» Provided entries
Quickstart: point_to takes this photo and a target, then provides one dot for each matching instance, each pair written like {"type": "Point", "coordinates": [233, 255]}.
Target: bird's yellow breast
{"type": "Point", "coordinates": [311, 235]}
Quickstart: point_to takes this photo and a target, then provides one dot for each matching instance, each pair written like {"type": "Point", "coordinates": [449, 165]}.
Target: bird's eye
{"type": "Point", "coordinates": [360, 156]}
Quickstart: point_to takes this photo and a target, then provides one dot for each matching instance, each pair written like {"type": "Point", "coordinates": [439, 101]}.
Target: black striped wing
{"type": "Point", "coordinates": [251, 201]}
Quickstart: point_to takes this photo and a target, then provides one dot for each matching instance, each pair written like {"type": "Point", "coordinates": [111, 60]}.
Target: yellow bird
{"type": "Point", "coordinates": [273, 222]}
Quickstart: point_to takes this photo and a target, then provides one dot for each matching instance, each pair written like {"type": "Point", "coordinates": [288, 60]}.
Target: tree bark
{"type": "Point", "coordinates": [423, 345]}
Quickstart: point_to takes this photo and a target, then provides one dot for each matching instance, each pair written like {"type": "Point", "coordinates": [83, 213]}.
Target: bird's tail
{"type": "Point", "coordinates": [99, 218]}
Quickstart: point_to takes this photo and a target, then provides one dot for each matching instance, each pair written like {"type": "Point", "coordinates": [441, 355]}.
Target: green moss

---

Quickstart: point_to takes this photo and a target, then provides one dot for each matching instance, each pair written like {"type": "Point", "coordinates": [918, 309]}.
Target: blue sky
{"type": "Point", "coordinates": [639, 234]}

---

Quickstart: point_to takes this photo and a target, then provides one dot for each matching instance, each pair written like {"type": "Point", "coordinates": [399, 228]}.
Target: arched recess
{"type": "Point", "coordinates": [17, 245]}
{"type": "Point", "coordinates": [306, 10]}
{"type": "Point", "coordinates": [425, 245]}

» Set task
How many lines in the data above contain the string "photo"? Case matters, and the reply should be the number alone.

» Correct result
9